TASKS TO CARRY OUT ::
(1) Answer these questions using the GoFundMe article:
(a) How much money did the email Lugo received on Aug. 31 say she owed?
(b) How much was the monthly pet fee Lugo later learned about?
(c) How much money did Lugo end up getting through her GoFundMe page?
(2) Reproduce the GoFundMe article word for word from "Students solicit funds" to "up with $960.".

Students solicit funds from friends and family on GoFundMe

crowfunding

Marisela Lugo received an email on Aug. 31 stating her rent for her apartment was due. The email said she had three days to come up with $960.

“When I called my mom she was like crying,” Lugo, a senior communication major, said. “She was like ‘I don’t have the money, I don’t know what you’re going to do.’”

So Lugo decided to create a GoFundMe page to ask her friends and family to donate money.

Lugo and other UB students have created GoFundMe pages in an effort to raise money for rent and tuition. While some may think it is unusual, it is not uncommon. While glancing over the GoFundMe home page, there is an Education tab with thousands of students campaigning for college tuition, rent, textbooks and even food.

“From what I understood or maybe I just read wrong, there was $350 [for] the move-in fee plus the first months rent,” Lugo said. “And then there was also like a pet fee, a service fee and a gas fee.”

Lugo said she was charged roughly $150 for her cat, but she thought it was just a one-time fee. She was later informed that she would also have to pay a monthly $25 pet fee. She later found out there was an erroneous charge applied to her account and it would be corrected.

Lugo said other UB students who live in Twenty 91 North also commented on her GoFundMe page, stating that they had had erroneous charges on their accounts as well.

“I was told that they had made this mistake with other residents and I was like ‘so I’m going to be punished [for someone else’s] mistakes?” Lugo said. “If there was a mistake, [they] should have told me the day of the move in, not the day before it was due.”

Lugo’s remaining balance was $960 after the mistake was corrected. This balance included her first month’s rent and the pet fee that she didn’t know about.

Her friend gave her the idea to create a GoFundMe page to raise money for her rent.

She said she had a friend who had his TAP financial aid taken away and he made a GoFundMe page that his high school teacher shared with others. Her friend ended up raising enough money to pay his entire tuition.

“I made the GoFundMe page, but I didn’t tell my mom because my mom is like super prideful and then my cousin saw it and I texted all my friends [telling] them to share my page because I need this money in like two days and I ended up getting $665,” Lugo said.

DATA RECORDS ::
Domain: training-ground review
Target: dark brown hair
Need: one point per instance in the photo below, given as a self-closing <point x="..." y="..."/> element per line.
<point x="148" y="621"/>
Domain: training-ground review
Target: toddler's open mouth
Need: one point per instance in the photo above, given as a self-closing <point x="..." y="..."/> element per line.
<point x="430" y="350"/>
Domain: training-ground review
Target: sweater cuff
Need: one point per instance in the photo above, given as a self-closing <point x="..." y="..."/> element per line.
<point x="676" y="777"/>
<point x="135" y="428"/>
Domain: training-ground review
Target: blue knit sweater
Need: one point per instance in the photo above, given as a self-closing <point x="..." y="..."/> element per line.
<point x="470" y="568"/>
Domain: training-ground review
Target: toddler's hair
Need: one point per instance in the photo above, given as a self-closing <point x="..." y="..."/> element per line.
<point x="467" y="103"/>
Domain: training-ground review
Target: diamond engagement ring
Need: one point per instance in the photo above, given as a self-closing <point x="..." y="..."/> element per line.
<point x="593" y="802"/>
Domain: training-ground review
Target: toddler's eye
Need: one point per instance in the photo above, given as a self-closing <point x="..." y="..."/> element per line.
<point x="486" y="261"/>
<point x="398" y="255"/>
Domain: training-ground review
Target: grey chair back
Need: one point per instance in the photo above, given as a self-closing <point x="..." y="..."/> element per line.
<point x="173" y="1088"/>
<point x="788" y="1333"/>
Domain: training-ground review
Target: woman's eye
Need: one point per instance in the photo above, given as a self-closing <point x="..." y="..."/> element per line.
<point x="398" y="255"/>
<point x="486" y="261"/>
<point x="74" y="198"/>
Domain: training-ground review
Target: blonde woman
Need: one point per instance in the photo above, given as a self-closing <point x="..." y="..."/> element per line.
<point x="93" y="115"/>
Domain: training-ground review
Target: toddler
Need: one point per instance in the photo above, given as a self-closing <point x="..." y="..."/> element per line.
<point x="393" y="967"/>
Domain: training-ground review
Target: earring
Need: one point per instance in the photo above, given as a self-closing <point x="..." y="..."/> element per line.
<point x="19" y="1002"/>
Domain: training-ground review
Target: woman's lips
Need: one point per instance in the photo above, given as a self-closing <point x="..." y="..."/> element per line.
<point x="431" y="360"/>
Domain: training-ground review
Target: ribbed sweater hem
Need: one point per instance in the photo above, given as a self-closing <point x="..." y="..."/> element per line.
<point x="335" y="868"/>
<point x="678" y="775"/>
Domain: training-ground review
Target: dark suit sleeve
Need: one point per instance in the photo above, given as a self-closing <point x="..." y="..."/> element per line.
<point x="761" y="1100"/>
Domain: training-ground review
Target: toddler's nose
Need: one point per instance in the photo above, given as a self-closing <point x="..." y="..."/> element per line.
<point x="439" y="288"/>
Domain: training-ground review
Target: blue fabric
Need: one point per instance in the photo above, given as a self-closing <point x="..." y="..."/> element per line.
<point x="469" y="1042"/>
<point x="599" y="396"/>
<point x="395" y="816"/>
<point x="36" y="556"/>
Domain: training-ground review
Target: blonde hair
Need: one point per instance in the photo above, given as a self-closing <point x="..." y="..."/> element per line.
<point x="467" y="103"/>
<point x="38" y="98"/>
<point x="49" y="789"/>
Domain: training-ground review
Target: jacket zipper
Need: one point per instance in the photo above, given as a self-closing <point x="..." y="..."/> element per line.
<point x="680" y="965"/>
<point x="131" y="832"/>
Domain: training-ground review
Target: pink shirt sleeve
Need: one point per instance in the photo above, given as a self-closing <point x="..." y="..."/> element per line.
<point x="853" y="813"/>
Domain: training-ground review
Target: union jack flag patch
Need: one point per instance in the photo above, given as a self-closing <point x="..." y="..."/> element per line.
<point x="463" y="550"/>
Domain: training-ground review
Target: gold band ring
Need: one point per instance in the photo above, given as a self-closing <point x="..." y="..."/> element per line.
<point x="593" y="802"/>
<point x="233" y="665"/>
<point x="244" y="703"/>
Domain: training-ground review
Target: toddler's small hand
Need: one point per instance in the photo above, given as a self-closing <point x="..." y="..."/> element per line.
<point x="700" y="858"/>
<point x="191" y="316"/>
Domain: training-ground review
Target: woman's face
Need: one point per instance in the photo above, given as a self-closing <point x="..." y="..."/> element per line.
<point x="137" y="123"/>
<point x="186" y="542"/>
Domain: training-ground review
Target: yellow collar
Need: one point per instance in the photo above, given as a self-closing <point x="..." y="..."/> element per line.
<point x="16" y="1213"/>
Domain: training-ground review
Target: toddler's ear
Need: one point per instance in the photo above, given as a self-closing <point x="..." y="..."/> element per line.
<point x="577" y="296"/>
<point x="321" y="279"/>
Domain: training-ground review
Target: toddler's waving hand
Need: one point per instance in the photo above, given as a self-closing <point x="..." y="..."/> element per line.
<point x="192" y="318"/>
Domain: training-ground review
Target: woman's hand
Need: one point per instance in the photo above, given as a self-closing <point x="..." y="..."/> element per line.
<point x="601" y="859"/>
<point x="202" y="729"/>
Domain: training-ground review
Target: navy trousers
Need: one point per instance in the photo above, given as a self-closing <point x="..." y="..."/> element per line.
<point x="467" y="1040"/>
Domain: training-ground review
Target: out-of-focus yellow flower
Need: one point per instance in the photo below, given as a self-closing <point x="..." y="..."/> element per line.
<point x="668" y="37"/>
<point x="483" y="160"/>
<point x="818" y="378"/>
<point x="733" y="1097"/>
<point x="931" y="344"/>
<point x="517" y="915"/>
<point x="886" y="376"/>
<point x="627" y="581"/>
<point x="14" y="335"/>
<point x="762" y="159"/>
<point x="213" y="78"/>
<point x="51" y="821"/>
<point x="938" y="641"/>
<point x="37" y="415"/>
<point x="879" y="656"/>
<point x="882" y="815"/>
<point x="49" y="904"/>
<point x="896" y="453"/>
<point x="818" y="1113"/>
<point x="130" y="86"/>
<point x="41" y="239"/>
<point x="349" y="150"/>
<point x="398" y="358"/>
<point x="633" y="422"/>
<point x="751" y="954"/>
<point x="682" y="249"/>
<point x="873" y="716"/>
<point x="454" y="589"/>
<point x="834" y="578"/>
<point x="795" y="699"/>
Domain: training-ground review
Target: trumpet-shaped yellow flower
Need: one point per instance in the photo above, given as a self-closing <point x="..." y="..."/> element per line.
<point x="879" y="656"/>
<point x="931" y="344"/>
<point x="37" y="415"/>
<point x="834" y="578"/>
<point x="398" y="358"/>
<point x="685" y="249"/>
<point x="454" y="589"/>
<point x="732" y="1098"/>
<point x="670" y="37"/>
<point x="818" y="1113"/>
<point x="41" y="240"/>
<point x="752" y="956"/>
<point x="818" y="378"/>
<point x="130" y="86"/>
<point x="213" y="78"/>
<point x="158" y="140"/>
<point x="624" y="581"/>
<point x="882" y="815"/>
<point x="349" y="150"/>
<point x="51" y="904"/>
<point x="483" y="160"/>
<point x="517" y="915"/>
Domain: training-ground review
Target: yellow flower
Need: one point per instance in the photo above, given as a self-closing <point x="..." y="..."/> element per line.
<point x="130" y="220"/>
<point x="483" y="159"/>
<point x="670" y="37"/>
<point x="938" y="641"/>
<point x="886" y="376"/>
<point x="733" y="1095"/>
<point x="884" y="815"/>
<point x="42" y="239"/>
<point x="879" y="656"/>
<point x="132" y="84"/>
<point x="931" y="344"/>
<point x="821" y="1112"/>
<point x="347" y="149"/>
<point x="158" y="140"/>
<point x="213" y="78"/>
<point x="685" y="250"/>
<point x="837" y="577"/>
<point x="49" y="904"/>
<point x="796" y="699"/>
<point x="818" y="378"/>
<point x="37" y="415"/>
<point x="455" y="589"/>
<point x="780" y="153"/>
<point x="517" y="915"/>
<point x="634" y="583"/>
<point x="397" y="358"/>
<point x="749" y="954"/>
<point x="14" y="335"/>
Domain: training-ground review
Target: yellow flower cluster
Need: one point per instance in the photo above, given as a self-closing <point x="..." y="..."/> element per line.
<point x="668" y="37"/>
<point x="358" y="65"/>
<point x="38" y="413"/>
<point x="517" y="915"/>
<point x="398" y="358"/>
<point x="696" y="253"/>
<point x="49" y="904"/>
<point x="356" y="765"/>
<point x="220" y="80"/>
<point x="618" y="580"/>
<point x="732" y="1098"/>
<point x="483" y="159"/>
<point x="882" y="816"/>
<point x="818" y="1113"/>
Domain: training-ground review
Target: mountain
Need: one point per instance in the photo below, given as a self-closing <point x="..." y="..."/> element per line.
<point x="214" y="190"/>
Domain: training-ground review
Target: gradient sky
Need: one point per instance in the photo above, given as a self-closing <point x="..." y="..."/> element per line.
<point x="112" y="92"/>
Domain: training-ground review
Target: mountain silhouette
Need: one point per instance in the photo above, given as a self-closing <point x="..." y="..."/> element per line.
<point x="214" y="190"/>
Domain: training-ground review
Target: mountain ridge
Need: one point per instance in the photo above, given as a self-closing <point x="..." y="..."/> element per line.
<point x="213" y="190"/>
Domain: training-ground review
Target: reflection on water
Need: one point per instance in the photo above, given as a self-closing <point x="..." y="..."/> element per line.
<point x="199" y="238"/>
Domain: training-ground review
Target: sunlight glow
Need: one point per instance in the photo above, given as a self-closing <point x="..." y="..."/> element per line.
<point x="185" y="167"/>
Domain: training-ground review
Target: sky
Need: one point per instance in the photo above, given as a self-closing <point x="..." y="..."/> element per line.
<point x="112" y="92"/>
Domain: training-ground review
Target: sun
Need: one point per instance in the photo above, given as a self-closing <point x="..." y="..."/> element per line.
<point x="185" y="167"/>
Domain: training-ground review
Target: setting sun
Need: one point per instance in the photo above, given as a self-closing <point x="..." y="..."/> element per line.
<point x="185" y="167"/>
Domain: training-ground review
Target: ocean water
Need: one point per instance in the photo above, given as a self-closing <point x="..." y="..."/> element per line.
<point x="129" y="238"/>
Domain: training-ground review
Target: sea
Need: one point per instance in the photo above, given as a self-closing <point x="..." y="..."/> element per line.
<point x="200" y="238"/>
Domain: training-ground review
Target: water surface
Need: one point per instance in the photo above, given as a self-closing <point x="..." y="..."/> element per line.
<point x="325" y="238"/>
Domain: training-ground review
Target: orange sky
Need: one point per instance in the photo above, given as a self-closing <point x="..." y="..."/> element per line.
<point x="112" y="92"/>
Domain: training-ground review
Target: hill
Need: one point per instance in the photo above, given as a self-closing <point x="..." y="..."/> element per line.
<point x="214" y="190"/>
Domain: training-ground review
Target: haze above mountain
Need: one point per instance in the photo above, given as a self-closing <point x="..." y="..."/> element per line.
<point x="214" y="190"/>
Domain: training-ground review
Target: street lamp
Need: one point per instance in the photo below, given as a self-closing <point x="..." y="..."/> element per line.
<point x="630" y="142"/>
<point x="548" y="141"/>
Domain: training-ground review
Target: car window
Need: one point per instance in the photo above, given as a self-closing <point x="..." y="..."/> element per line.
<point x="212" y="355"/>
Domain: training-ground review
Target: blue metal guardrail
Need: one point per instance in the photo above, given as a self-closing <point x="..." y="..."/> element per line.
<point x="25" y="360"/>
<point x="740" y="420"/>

ANSWER SET ::
(1)
(a) $960
(b) $25
(c) $665

(2)
Students solicit funds from friends and family on GoFundMe

crowfunding

Marisela Lugo received an email on Aug. 31 stating her rent for her apartment was due. The email said she had three days to come up with $960.